**Document segment**
Date
22 January 2017
The genuine mooncakes are closely imitated by the fakes, which are readily found in Longxi market in Shenzhen (right). Photos: Apple Daily
The genuine mooncakes are closely imitated by the fakes, which are readily found in Longxi market in Shenzhen (right). Photos: Apple Daily

Counterfeit Hong Kong-brand mooncakes found in Shenzhen

As the Moon Festival on Sept. 27 draws near, Hongkongers who buy mooncakes of well-known local brands or receive them as gifts need to be careful, because they might be imitations from the mainland, Apple Daily reported Friday.

At the Longxi market in Shenzhen’s Longgang district, reporters from the newspaper found hawkers still selling counterfeit mooncakes masquerading as products of Hong Kong’s Maxim’s Group and Wing Wah Food Manufactory Ltd., despite a recent crackdown by local authorities.

The hawkers claim the mooncakes were imported from Hong Kong.

(Object position labeling entries)
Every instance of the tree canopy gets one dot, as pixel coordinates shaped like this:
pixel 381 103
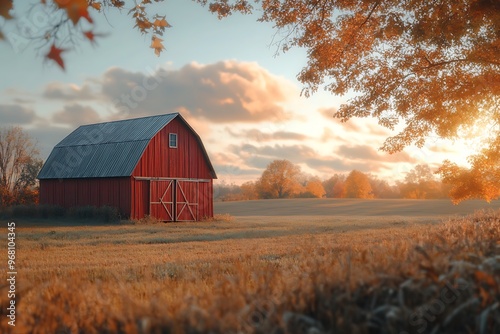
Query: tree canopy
pixel 432 67
pixel 279 180
pixel 19 167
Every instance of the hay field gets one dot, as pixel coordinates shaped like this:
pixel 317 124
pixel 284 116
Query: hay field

**Exercise tasks**
1. In the counterfeit mooncakes article, which market in Shenzhen's Longgang district did reporters find hawkers at?
2. Render this sentence from the counterfeit mooncakes article in Spanish: "The hawkers claim the mooncakes were imported from Hong Kong."
3. Carry the counterfeit mooncakes article forward from its final sentence.

**The answers**
1. The Longxi market.

2. Los vendedores ambulantes afirman que los pasteles de luna fueron importados de Hong Kong.

3.
However, they cost as little as HK$100 (US$12.90) per box of four, about half the price of the genuine mooncakes in Hong Kong.

The counterfeits’ packaging bears the correct QR codes, but it doesn’t have the anti-fake codes that only the original products have.

Maxim’s said it is aware of such imitation products and reserves the right to pursue legal action.

It called on consumers to refrain from buying its mooncakes in grocery stores or at hawker stalls.

Hong Kong-made mooncakes are popular among mainland Chinese, who buy an estimated 20 billion yuan (US$3.14 billion) worth of them a year.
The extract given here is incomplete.